═════ Provided data ═════

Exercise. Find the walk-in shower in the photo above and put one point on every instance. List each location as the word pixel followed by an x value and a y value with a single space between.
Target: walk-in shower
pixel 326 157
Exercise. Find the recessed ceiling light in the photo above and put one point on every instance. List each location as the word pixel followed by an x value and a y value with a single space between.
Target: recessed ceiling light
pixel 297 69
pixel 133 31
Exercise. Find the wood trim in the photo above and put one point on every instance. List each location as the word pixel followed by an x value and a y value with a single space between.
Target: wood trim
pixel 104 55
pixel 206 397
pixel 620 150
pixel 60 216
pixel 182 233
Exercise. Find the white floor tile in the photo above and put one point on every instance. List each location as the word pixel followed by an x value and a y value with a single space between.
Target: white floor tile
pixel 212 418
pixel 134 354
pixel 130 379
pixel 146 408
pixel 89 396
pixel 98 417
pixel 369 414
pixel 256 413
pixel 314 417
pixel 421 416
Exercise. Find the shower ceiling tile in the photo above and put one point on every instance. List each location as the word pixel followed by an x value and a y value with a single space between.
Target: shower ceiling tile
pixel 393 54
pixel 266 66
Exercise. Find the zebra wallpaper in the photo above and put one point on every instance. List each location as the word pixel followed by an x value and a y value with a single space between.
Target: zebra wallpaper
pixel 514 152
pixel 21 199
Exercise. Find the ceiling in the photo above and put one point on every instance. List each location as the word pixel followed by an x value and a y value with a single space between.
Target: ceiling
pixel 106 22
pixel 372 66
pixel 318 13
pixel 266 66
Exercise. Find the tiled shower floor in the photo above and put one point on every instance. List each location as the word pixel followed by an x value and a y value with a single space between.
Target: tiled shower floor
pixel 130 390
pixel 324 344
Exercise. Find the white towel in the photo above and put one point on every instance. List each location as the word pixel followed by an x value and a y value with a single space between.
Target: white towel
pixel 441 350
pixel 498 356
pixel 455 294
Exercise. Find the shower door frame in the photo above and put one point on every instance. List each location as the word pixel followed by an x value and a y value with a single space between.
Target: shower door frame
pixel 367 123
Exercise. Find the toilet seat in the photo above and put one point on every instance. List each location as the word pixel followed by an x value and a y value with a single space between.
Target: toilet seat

═════

Reproduce word for word the lines of the material that begin at the line containing "Exercise. Find the tiled" and run through the end of the material, including both of these ends.

Exercise. Find the tiled shower floor in the photo above and put one point on every instance. List each location as the word pixel followed by an x value and a y value with a single space between.
Target: tiled shower floor
pixel 130 390
pixel 324 344
Exercise. Find the white towel in the photo above and put one point on every instance. List each location as the word pixel followed by an x value and a y value with a single space between.
Target: white towel
pixel 441 350
pixel 498 356
pixel 455 294
Exercise. Find the shower door frame in the photo above and put one point on every instance. List each location as the word pixel followed by an x value and a y value with a single space between.
Target: shower door frame
pixel 367 123
Exercise. Find the toilet seat in the photo above and put one point on every instance. List each location as the word pixel followed by an x value and a y value with a single space between.
Target: toilet seat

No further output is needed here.